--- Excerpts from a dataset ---
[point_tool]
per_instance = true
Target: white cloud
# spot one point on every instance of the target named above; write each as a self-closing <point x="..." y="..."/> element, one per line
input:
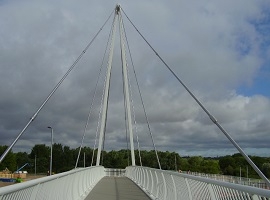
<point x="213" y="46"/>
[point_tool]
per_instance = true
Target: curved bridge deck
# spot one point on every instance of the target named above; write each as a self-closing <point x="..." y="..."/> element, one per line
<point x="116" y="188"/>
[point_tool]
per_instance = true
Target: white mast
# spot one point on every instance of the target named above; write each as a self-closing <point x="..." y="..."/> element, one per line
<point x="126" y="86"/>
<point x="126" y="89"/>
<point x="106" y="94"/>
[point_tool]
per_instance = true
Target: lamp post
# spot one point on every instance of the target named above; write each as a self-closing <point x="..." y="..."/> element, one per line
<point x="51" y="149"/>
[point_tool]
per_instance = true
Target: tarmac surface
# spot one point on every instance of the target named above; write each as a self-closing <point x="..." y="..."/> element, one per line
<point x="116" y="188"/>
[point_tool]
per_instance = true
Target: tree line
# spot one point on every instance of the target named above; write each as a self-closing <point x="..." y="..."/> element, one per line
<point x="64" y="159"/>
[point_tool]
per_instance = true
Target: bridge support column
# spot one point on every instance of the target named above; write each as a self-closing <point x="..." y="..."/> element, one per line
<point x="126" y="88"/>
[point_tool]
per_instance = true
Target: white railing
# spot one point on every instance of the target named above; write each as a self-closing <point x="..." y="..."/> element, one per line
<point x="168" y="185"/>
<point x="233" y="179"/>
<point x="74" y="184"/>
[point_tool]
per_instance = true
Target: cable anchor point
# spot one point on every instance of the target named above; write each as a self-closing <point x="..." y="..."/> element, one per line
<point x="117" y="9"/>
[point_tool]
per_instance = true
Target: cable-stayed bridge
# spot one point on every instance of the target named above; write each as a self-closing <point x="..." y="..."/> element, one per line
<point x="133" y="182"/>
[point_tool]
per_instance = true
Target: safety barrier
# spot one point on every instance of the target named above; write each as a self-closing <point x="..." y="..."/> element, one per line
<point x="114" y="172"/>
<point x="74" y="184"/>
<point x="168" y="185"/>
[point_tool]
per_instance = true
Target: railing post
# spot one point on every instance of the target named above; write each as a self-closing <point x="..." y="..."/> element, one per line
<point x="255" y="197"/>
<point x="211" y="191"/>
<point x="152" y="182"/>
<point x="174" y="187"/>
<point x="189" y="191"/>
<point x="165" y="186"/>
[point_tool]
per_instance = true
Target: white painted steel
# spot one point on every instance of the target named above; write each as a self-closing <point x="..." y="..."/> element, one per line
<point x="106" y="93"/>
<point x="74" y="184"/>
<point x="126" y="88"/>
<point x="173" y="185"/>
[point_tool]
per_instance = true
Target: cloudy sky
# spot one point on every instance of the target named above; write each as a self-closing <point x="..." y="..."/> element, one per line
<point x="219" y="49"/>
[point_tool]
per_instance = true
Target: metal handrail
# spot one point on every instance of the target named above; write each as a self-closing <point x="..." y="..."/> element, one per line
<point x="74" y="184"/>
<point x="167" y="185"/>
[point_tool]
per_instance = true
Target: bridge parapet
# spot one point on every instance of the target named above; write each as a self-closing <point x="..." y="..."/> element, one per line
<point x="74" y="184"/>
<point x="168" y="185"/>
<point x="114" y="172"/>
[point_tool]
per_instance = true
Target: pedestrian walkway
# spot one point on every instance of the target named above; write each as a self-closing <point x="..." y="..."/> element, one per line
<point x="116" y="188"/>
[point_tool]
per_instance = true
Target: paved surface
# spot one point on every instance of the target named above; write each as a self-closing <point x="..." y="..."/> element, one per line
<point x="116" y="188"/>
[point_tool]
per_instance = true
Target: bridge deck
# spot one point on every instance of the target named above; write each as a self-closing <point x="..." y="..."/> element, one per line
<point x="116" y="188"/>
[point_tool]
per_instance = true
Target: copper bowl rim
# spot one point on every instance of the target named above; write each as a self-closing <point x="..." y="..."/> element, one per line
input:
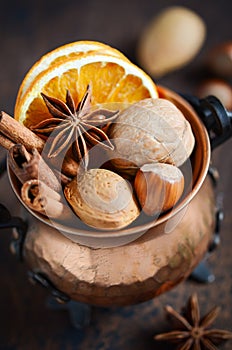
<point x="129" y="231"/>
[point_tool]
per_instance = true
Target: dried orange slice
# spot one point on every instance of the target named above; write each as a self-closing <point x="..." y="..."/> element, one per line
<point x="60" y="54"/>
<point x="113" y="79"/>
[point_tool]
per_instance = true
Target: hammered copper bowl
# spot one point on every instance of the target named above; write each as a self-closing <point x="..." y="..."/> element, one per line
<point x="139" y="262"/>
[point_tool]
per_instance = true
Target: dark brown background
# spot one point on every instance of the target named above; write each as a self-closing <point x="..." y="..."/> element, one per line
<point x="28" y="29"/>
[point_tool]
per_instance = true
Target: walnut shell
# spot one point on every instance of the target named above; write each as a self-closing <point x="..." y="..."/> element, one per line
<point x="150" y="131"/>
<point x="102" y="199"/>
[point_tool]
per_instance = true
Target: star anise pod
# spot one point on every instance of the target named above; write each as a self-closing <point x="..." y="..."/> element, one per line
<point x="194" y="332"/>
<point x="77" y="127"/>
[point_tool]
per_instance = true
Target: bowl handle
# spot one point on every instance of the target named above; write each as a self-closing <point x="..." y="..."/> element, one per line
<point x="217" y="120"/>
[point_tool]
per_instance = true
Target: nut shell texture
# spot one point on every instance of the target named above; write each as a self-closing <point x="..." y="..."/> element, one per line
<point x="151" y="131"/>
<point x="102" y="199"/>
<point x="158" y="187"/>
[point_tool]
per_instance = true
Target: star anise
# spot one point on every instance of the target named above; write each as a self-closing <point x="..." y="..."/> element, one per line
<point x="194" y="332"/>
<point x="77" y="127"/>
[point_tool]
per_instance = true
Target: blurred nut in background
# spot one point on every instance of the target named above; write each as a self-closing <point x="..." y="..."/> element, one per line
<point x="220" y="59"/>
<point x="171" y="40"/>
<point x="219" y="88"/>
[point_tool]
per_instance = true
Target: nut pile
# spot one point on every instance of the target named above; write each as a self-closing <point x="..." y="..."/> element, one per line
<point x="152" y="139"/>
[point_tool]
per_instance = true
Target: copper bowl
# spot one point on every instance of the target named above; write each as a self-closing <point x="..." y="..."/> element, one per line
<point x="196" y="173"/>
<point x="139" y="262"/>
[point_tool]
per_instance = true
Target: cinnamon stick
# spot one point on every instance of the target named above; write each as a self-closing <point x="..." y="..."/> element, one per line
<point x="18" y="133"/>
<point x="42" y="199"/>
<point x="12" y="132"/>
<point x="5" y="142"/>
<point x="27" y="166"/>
--
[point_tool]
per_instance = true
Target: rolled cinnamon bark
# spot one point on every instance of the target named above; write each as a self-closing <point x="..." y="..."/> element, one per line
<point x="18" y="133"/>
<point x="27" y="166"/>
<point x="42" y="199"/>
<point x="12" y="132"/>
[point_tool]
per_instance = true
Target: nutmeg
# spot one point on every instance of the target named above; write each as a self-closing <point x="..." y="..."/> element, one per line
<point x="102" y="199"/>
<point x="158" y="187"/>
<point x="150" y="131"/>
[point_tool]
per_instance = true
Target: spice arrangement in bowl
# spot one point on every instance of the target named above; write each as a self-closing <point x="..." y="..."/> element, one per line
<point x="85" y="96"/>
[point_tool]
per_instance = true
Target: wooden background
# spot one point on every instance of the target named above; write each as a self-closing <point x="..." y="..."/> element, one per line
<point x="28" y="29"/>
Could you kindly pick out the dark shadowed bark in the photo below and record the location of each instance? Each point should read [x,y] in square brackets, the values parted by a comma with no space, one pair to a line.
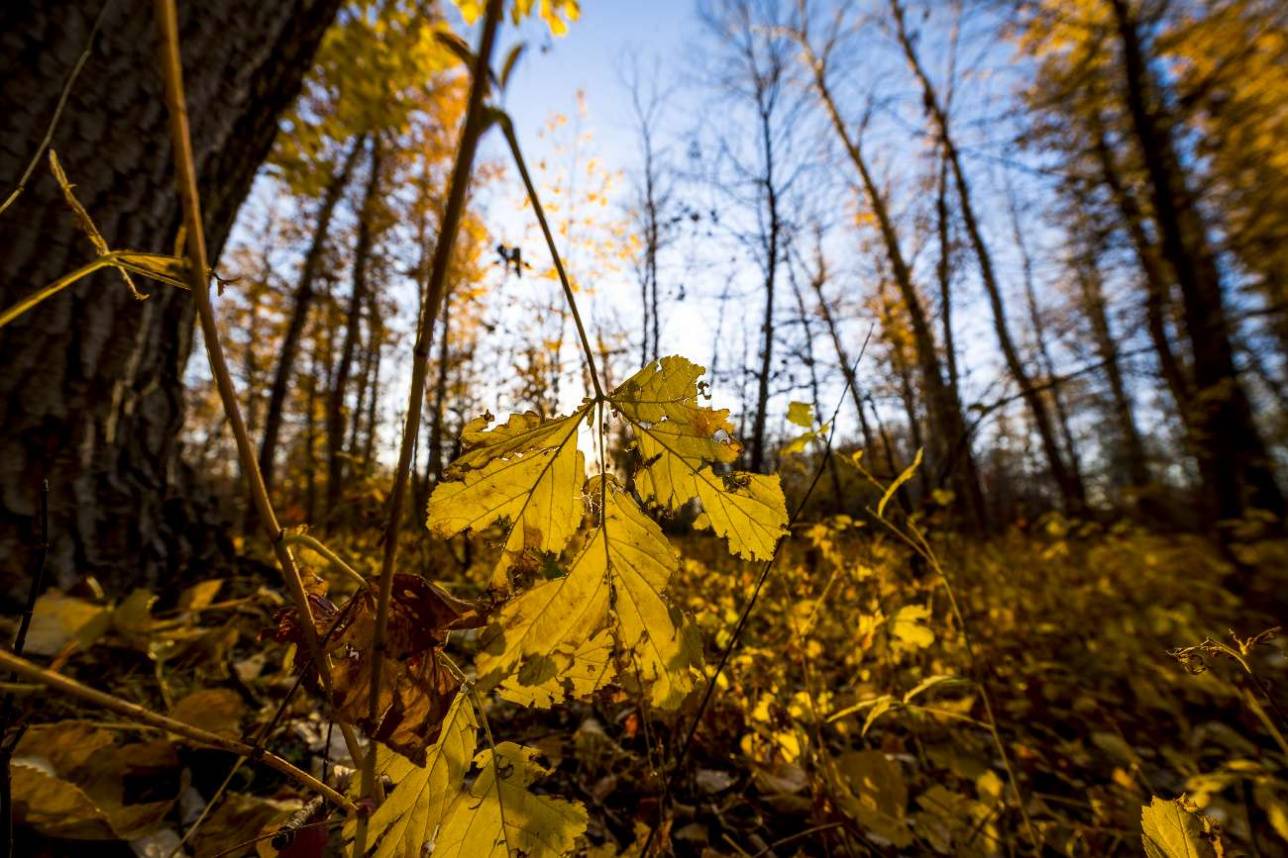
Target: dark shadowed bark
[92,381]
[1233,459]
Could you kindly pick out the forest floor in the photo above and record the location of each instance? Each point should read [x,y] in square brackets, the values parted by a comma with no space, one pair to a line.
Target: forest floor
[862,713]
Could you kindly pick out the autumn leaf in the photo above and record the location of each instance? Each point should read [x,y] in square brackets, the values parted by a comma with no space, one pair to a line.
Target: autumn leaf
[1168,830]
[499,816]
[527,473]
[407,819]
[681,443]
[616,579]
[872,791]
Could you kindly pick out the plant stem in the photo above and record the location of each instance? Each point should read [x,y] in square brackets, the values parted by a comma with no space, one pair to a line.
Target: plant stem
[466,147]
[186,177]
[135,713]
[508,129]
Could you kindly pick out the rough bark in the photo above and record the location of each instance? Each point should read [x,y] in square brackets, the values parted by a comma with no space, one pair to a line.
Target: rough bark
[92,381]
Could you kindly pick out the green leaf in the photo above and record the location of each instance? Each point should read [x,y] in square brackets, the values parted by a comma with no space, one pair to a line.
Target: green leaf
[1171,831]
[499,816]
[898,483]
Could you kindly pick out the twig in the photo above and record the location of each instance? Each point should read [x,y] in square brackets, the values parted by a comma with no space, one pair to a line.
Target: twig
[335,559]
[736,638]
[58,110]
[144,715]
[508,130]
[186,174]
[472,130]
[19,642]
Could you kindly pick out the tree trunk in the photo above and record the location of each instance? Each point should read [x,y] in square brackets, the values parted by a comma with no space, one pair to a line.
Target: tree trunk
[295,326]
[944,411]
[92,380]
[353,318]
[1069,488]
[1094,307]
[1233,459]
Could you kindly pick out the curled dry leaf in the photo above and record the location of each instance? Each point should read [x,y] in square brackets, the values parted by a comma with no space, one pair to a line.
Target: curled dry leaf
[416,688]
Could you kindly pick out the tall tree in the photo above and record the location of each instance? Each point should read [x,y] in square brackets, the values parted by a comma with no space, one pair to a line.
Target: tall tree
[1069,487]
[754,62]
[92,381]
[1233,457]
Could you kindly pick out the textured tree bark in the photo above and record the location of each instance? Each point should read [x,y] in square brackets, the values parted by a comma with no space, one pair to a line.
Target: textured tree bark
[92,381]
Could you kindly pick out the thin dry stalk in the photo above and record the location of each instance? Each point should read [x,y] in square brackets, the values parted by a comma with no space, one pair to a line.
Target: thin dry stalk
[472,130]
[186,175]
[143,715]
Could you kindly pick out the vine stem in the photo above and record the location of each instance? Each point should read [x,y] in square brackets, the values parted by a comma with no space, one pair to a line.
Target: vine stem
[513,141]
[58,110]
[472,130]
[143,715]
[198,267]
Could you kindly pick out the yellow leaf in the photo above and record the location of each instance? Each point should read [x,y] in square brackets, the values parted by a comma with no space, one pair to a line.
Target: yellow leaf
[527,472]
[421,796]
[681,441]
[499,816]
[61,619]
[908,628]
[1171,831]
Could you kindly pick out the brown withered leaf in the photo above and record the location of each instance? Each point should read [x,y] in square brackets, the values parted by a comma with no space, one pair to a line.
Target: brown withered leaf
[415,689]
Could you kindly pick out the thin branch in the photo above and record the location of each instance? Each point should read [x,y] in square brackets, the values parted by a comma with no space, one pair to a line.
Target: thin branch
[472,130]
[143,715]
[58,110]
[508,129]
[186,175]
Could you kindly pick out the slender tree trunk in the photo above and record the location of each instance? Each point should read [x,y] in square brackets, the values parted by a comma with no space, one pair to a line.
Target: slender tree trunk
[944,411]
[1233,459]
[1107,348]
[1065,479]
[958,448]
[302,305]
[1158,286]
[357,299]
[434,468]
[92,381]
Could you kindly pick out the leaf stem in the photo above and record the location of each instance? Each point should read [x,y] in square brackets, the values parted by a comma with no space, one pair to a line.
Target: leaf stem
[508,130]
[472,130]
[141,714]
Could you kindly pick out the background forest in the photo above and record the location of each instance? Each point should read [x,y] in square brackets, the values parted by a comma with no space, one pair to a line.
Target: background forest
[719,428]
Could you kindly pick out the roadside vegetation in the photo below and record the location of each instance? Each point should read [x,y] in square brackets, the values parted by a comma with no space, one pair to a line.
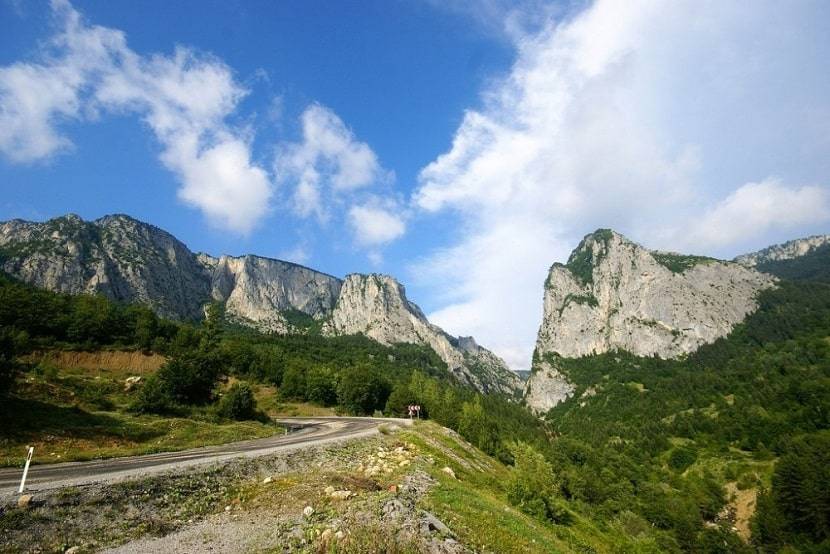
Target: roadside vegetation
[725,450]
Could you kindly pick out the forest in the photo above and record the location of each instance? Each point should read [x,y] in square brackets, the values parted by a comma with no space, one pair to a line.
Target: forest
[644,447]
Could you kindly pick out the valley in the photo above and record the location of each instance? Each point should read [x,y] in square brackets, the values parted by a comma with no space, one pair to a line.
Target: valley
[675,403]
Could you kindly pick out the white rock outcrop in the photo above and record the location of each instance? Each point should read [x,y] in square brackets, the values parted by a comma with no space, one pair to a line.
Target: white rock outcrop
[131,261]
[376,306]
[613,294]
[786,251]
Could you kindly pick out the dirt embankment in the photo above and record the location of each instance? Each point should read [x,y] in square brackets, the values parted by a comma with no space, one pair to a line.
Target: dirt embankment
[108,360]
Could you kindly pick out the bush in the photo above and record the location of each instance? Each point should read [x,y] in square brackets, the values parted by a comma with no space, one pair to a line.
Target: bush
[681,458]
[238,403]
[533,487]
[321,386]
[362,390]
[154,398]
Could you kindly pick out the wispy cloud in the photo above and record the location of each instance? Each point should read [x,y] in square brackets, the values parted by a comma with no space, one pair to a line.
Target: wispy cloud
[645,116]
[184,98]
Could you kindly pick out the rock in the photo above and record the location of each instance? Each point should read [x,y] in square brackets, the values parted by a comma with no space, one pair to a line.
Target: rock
---
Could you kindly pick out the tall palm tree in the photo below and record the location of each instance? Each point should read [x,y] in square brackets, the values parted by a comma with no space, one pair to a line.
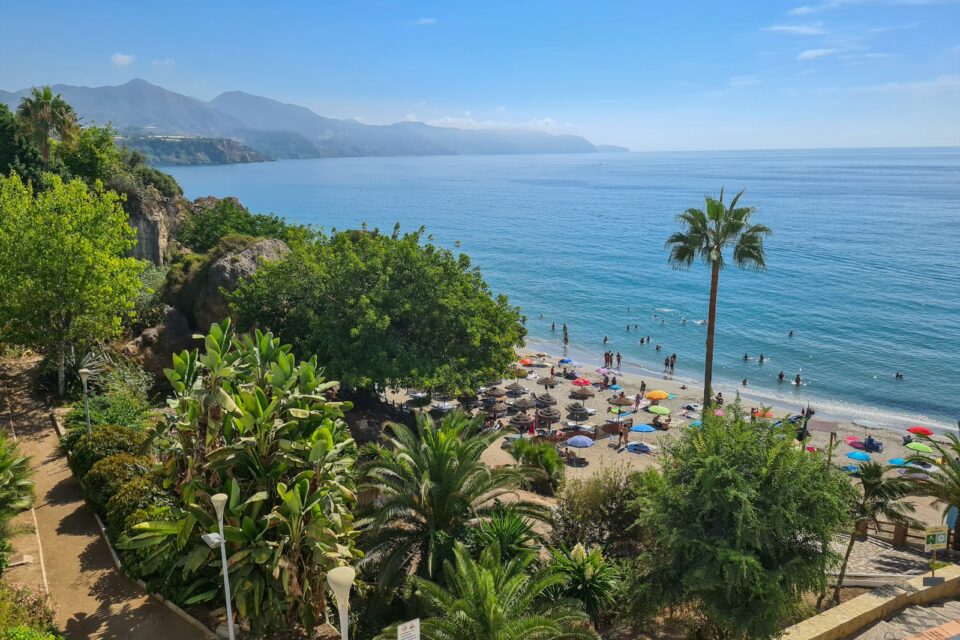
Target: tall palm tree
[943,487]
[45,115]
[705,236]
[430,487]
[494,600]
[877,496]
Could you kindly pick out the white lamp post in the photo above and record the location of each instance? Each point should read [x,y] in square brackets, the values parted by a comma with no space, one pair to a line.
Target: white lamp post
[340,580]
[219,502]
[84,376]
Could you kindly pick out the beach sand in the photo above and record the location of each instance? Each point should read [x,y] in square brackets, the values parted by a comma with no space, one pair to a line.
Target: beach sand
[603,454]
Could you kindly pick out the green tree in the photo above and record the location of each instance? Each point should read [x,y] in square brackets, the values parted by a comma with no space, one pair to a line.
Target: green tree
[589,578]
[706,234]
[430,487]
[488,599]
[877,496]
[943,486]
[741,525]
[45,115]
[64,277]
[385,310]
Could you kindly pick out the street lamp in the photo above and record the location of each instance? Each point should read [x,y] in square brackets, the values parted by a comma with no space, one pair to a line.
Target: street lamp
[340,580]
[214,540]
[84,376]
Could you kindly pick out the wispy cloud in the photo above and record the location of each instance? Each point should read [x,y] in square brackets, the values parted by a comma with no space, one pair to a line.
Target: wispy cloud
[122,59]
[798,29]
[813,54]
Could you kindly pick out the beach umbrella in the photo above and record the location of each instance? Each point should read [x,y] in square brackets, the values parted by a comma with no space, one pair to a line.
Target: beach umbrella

--- EXERCISE DETAILS ---
Using the records above, pull out each line where the word "star" occurs.

--- ANSWER SECTION ---
Target: star anise pod
Target: star anise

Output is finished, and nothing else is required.